**Problem requirements**:
Please copy the records word for word from their beginning through the line containing "M 320 5 L 366", including that line.

Entries from a dataset
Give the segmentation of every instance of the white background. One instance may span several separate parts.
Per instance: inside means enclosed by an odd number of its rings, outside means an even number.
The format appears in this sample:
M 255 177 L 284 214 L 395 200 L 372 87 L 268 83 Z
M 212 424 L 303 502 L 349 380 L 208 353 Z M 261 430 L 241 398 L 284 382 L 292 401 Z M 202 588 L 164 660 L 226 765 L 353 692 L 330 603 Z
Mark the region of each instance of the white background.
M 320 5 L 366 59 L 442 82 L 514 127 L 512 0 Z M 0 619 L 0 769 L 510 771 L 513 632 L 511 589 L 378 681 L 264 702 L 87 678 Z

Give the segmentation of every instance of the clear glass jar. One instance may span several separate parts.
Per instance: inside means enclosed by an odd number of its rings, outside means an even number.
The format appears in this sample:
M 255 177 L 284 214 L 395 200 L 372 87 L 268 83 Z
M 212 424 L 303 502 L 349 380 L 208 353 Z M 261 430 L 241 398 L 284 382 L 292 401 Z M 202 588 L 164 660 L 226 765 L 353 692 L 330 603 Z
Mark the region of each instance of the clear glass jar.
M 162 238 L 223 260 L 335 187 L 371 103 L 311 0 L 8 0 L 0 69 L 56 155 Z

**Task answer**:
Give the segmentation of every instance of the white background. One instance may span several separate parts.
Per instance: inside means enclosed by an odd number of its rings, outside means an even number.
The format appears in this sample:
M 255 177 L 284 214 L 395 200 L 372 87 L 268 83 Z
M 212 424 L 303 502 L 349 380 L 208 353 Z M 261 430 L 241 398 L 284 382 L 292 401 Z M 202 588 L 164 660 L 226 765 L 353 692 L 330 603 Z
Mark the region of each instance of the white background.
M 320 5 L 366 59 L 442 82 L 514 127 L 512 0 Z M 0 619 L 0 769 L 510 771 L 513 632 L 511 589 L 378 681 L 264 702 L 87 678 Z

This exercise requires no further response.